About this task » Output the entire listing below exactly as it stands.

Material for the task »
☆ ☆ ☆ ☆
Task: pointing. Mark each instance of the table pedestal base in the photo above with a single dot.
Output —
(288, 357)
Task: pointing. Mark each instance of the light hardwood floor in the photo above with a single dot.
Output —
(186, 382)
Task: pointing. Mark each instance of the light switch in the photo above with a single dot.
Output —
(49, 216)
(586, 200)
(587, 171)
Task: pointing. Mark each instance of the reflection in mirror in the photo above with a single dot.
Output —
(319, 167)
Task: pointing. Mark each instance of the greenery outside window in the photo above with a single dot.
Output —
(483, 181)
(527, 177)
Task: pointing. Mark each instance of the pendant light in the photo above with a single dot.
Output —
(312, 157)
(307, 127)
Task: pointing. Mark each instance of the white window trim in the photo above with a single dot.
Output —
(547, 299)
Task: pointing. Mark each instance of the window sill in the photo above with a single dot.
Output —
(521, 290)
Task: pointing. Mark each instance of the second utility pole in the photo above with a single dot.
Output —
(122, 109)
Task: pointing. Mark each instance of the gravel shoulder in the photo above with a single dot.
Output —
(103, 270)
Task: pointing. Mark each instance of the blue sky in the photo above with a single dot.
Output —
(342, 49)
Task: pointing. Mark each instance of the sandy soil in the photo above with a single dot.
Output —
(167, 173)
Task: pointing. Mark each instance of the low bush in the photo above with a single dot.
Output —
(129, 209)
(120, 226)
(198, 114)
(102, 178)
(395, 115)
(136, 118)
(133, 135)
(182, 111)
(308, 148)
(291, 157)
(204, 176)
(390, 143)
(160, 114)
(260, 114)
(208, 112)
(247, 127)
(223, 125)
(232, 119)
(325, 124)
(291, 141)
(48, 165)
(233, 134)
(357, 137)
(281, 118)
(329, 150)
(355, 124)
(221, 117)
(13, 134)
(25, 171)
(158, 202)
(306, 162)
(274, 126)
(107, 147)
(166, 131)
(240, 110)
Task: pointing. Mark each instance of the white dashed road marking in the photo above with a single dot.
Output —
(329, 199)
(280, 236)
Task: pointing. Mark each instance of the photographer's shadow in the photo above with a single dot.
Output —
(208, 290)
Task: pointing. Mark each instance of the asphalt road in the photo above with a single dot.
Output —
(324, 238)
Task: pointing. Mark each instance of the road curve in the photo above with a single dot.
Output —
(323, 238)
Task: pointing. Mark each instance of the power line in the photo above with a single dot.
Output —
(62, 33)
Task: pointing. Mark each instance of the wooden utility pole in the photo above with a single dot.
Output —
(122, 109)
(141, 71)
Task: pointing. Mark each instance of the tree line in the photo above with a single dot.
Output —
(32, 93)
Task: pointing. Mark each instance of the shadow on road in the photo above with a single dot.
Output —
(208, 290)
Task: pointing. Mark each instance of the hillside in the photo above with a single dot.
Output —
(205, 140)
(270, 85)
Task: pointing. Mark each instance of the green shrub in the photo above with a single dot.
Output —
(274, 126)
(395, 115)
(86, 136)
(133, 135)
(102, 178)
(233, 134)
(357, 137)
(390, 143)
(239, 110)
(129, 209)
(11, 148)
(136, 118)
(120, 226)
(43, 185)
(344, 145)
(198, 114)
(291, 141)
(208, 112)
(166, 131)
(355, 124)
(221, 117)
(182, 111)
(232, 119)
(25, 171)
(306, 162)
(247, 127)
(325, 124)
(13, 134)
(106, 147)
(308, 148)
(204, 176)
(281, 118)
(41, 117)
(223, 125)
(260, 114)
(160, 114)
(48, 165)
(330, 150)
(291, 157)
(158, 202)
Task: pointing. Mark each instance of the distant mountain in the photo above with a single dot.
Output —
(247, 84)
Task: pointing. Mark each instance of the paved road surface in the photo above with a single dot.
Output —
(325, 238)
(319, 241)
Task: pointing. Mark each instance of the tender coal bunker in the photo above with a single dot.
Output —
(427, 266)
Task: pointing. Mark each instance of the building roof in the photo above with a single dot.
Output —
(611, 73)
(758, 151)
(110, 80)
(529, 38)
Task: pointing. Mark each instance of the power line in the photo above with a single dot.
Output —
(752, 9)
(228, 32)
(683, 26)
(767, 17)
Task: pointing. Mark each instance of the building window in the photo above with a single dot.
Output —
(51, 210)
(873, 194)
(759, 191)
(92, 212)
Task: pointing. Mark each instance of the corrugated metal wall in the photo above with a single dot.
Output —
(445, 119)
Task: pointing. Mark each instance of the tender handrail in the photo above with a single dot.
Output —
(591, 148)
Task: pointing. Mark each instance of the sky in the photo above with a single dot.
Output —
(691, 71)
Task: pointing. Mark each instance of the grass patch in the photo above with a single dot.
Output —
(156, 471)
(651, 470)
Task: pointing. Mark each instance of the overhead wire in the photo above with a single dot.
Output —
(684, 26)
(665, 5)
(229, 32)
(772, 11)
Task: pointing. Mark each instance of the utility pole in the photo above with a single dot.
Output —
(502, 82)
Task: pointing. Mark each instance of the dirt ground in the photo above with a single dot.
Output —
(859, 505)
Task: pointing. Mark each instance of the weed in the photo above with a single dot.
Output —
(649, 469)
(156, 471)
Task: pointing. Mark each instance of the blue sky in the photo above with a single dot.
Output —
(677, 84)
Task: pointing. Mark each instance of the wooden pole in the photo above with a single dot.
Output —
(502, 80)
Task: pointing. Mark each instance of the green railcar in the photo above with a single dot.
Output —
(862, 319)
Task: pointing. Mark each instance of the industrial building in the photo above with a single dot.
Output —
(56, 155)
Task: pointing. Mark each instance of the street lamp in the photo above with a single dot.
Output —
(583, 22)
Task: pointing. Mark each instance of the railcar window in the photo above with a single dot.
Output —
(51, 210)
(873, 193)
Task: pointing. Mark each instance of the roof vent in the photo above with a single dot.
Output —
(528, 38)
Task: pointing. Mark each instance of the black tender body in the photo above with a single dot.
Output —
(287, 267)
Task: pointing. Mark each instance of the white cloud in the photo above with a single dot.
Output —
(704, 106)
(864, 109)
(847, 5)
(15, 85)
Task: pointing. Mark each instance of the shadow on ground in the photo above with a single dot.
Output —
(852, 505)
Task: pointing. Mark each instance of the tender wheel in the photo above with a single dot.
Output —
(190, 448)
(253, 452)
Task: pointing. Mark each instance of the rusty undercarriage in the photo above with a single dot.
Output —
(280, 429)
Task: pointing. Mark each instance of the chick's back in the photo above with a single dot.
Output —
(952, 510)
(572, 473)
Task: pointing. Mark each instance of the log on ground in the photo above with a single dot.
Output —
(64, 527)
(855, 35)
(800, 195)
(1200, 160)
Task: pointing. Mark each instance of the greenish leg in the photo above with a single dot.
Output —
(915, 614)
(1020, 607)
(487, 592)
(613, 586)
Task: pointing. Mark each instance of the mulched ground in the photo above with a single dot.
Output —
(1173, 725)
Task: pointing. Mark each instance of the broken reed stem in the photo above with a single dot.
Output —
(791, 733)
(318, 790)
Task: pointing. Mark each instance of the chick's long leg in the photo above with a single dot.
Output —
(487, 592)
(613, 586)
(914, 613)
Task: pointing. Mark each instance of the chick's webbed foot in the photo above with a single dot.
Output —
☆ ☆ ☆ ☆
Solved exercise »
Task: pointing. Mark each instance of the table pedestal base in the photo above with a single dot.
Output —
(288, 357)
Task: pointing. Mark each instance of the light hardwood floor in the photo above with a single dot.
Output —
(186, 382)
Task: pointing. Mark each instance of the light switch in the photo above with a single dot.
Output —
(49, 216)
(586, 200)
(587, 171)
Task: pointing. Mark each instance of the reflection in mirror in the photo above with a single dot.
Output —
(319, 167)
Task: pointing. Mark each instance of the greenery outside window in the photo above with a single dot.
Output —
(483, 181)
(527, 177)
Task: pointing. Mark each instance of the pendant light in the photo above with a single dot.
Output —
(312, 157)
(307, 127)
Task: pointing. Mark each instance of the white window trim in the photo above with a single dot.
Output —
(547, 299)
Task: pointing. Mark each instance of the window sill in the photo above with a single dot.
Output —
(521, 290)
Task: pointing. Mark each instance of the second utility pole in the photo above with a single dot.
Output —
(122, 109)
Task: pointing. Mark each instance of the gravel shoulder in the photo above with a single dot.
Output —
(103, 270)
Task: pointing. Mark each instance of the blue sky in the photo above with a single dot.
Output —
(342, 49)
Task: pointing. Mark each instance of the sandy soil in the photo above with a single dot.
Output —
(167, 173)
Task: pointing. Mark each instance of the low bush in the photo above with a single dot.
Output —
(129, 209)
(120, 226)
(198, 114)
(102, 178)
(395, 115)
(136, 118)
(133, 135)
(182, 111)
(308, 148)
(291, 157)
(204, 176)
(390, 143)
(160, 114)
(260, 114)
(208, 112)
(247, 127)
(223, 125)
(232, 119)
(325, 124)
(291, 141)
(48, 165)
(233, 134)
(357, 137)
(281, 118)
(329, 150)
(355, 124)
(221, 117)
(13, 134)
(25, 171)
(158, 202)
(306, 162)
(274, 126)
(107, 147)
(166, 131)
(240, 110)
Task: pointing. Mark each instance of the white dashed road marking in the photo above with a single dot.
Output —
(329, 199)
(280, 236)
Task: pointing. Mark each instance of the photographer's shadow in the photo above with a single dot.
Output —
(208, 290)
Task: pointing. Mark each instance of the asphalt road in the photo above with a single dot.
Output —
(324, 238)
Task: pointing. Mark each instance of the road curve in the photo above with a single dot.
Output —
(323, 238)
Task: pointing. Mark each instance of the power line in the photo above with a single dot.
Output —
(62, 33)
Task: pointing. Mark each instance of the wooden utility pole in the photo above with a single dot.
Output —
(122, 109)
(141, 71)
Task: pointing. Mark each instance of the tree line in the photo above with a single dot.
Output —
(32, 93)
Task: pointing. Mark each instance of the shadow on road in the photo above with a single dot.
Output —
(208, 290)
Task: pointing. Mark each instance of the hillside in the photo above with a single dot.
Output —
(205, 140)
(270, 85)
Task: pointing. Mark each instance of the green shrub in the photo above with a single dot.
Output —
(274, 126)
(395, 115)
(86, 136)
(133, 135)
(102, 178)
(233, 134)
(357, 137)
(390, 143)
(239, 110)
(129, 209)
(11, 148)
(136, 118)
(120, 226)
(43, 185)
(344, 145)
(198, 114)
(291, 141)
(208, 112)
(166, 131)
(355, 124)
(221, 117)
(182, 111)
(232, 119)
(25, 171)
(306, 162)
(247, 127)
(325, 124)
(13, 134)
(106, 147)
(308, 148)
(204, 176)
(281, 118)
(41, 117)
(223, 125)
(260, 114)
(160, 114)
(48, 165)
(330, 150)
(291, 157)
(158, 202)
Task: pointing. Mark each instance of the distant mountain in the photo above with a single dot.
Output —
(247, 84)
Task: pointing. Mark each instance of the paved road surface in the photo above with a single dot.
Output —
(325, 238)
(319, 241)
Task: pointing. Mark each instance of the tender coal bunker in the photo above with a single dot.
Output —
(427, 266)
Task: pointing. Mark each instance of the building roof in the photo above with a single dot.
Output —
(611, 73)
(758, 151)
(110, 80)
(529, 38)
Task: pointing. Mark each instance of the power line in the photo above with a single dot.
Output —
(752, 9)
(228, 32)
(683, 26)
(767, 17)
Task: pointing. Mark each instance of the building window in the photo above with a single dot.
Output —
(51, 210)
(873, 194)
(759, 191)
(92, 212)
Task: pointing. Mark each instance of the corrugated metal wall in the photo above with a single dot.
Output —
(445, 119)
Task: pointing. Mark each instance of the tender handrail in the photo above with a single dot.
Output —
(591, 148)
Task: pointing. Mark each instance of the sky in the photo above with a single dot.
Output —
(691, 71)
Task: pointing. Mark each instance of the grass patch in the photo above with a single dot.
Output —
(156, 471)
(651, 470)
Task: pointing. Mark each instance of the overhead wire in the photo above with a single dot.
Output —
(684, 26)
(665, 5)
(229, 32)
(772, 11)
Task: pointing. Mark each instance of the utility pole in the photo above with a single dot.
Output —
(502, 82)
Task: pointing. Mark each instance of the dirt ground in the photo above with a single dot.
Output —
(859, 505)
Task: pointing. Mark each instance of the weed in the photo above with a single dot.
Output —
(649, 469)
(156, 471)
Task: pointing. Mark each instance of the blue sky in the photo above with a single dot.
Output —
(677, 84)
Task: pointing. Mark each instance of the wooden pole in the photo above with a single dot.
Output —
(502, 80)
Task: pointing. Mark each instance of the green railcar in the photo above with a single dot.
Output —
(862, 319)
Task: pointing. Mark each instance of the industrial building in the photo above with a single dot.
Output —
(56, 155)
Task: pointing. Mark each instance of the street lamp in the photo above with a single dot.
Output —
(583, 22)
Task: pointing. Mark each instance of the railcar window in the photo above with a single dot.
Output —
(51, 210)
(873, 193)
Task: pointing. Mark each instance of the roof vent in the photo above with a single dot.
Output —
(528, 38)
Task: pointing. Mark each instance of the black tender body in the photo above with a single dot.
Output —
(287, 267)
Task: pointing. Mark each instance of the white cloud in the photo above with a single dot.
Output —
(704, 106)
(864, 109)
(847, 5)
(15, 85)
Task: pointing. Mark each instance of the shadow on ground in the photo above with a single dot.
Output —
(852, 505)
Task: pointing. Mark each instance of the tender wheel in the photo above with a single dot.
Output —
(190, 448)
(253, 452)
Task: pointing. Mark each instance of the rusty undercarriage in the photo above with a single dot.
Output —
(280, 429)
Task: pointing. Mark each instance of the chick's back in the photo above with a single dot.
Output —
(952, 510)
(572, 473)
Task: pointing. Mark each instance of the log on ground in the photo above with a single dot.
Output —
(64, 527)
(855, 35)
(800, 195)
(1200, 160)
Task: pointing. Mark each instance of the greenish leg in the photo above with a single dot.
Output —
(915, 614)
(1020, 607)
(487, 592)
(613, 586)
Task: pointing. Mark each instance of the mulched ground in the photo above with a single dot.
Output —
(1173, 725)
Task: pointing. Mark each instance of the broken reed stem in the photo above with a single dot.
Output —
(791, 733)
(318, 790)
Task: pointing. Mark each instance of the chick's long leg in the photo above with a single dot.
Output —
(487, 592)
(613, 586)
(914, 613)
Task: pointing. Mark each instance of the chick's webbed foot in the photo above with a single dot.
Output —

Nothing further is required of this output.